# Apply what you read:
• a. Using the text on Pakistan's viral moments, mark each statement yes or no and back it with the deciding words quoted from the text: (i) The two female pilots flew from Islamabad to Gilgit. (ii) Sara Tawab Umar is a police officer. (iii) Arshman Naeem comes from Okara.
• b. In the text on Pakistan's viral moments, which song did Arshman Naeem cover?

# Page extract:
There were unhinged levels of joy when the state-run Pakistan International Airlines (PIA) tweeted a picture of two female pilots steering an aircraft from Islamabad to Gilgit.

Back on ground, a fearless female police officer, Suhai Aziz Talpur, led an operation that saved the lives of diplomats, when heavily-armed terrorists attacked the Chinese Consulate in Karachi. Image of her walking toward the consulate, gun in tow, took the social media by storm.

Then there was Sara Tawab Umar, an additional assistant commissioner Peshawar, who brought her five-month-old baby to work while overseeing an anti-encroachment drive. Now, can you blame the Internet for falling in love with her and her child?

Chaiwala moment

Remember the chaiwala of the 2016 fame? Unarguably, when the Internet sees talent, it runs to it.

This year we met 12-year-old Arshman Naeem, from Okara, whose voice boomed through Pakistan online, winning a standing ovation. The young boy’s cover of Atif Aslam’s “Dil diyan gallan” racked in over 530K views on YouTube alone.

A similar off-the-cuff video of a painter, Muhammad Arif, who took a few moments off work to share his renditions of “Hamari adhuri kahani” had everyone, get up and take notice, even across the border in India. The video, as expected, went viral. Arif’s studio-ready voice was enough to leave everyone asking for more. Now, if there was a Pakistan’s Got Talent, we all know who’ll be walking home with a prize.

# Records supplied:
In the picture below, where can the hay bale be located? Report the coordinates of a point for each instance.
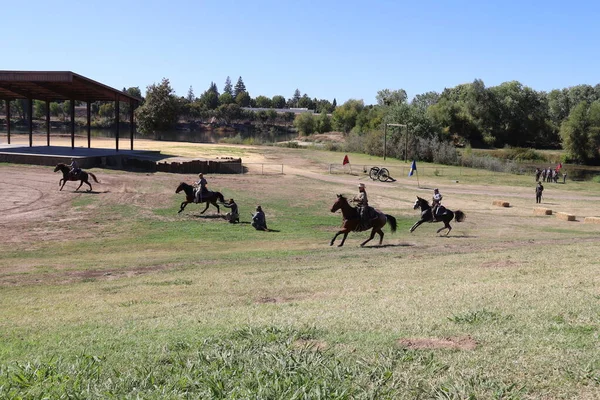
(565, 216)
(542, 211)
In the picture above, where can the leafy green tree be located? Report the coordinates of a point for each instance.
(190, 96)
(293, 103)
(581, 132)
(305, 123)
(226, 98)
(239, 88)
(243, 99)
(263, 102)
(278, 101)
(388, 97)
(425, 100)
(344, 117)
(228, 88)
(306, 102)
(323, 123)
(159, 111)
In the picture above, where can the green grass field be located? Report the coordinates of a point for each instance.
(115, 295)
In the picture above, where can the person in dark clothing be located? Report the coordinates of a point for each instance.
(259, 221)
(234, 215)
(538, 192)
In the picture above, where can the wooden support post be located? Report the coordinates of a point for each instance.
(30, 110)
(72, 123)
(131, 123)
(117, 111)
(47, 122)
(89, 122)
(8, 121)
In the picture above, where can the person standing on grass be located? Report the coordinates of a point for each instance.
(201, 190)
(232, 216)
(538, 192)
(259, 221)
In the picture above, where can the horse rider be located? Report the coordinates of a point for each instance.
(362, 202)
(75, 170)
(436, 203)
(259, 221)
(201, 189)
(232, 216)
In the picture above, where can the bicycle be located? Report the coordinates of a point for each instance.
(381, 174)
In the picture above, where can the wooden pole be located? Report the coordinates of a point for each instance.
(8, 121)
(117, 111)
(72, 123)
(47, 122)
(30, 110)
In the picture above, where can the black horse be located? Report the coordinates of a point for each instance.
(208, 198)
(68, 175)
(444, 215)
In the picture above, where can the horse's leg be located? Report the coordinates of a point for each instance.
(205, 208)
(372, 236)
(335, 237)
(183, 204)
(416, 225)
(343, 239)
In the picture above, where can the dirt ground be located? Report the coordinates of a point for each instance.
(33, 209)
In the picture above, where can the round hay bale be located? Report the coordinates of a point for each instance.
(501, 203)
(565, 216)
(542, 211)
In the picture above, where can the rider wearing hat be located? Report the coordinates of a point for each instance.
(232, 216)
(362, 202)
(436, 203)
(74, 167)
(201, 188)
(259, 221)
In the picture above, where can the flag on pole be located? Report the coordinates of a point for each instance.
(413, 168)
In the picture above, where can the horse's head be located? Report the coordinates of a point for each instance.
(420, 203)
(339, 203)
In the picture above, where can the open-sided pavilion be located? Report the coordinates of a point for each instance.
(52, 86)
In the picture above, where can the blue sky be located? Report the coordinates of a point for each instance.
(327, 49)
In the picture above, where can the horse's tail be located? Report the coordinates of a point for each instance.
(393, 222)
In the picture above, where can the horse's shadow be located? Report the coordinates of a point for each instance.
(376, 246)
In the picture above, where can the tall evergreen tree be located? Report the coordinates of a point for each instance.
(239, 87)
(228, 88)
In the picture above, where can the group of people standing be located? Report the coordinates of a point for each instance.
(549, 175)
(259, 220)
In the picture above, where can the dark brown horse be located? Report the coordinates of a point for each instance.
(69, 176)
(351, 222)
(208, 198)
(444, 215)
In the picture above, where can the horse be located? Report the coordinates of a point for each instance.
(208, 198)
(351, 222)
(445, 217)
(69, 176)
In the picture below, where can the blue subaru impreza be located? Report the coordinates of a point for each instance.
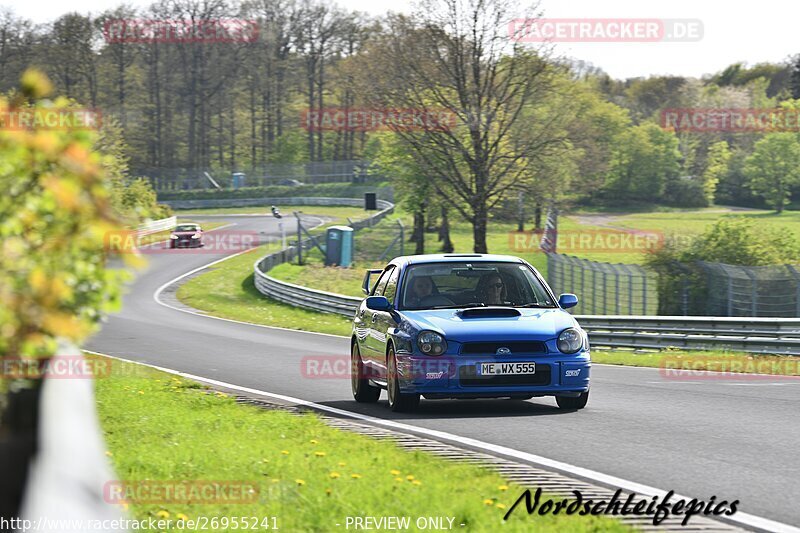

# Answers to the tasks:
• a.
(i) Yes: "two female pilots steering an aircraft from Islamabad to Gilgit"
(ii) No: "Sara Tawab Umar, an additional assistant commissioner Peshawar"
(iii) Yes: "12-year-old Arshman Naeem, from Okara"

• b. Atif Aslam's "Dil diyan gallan."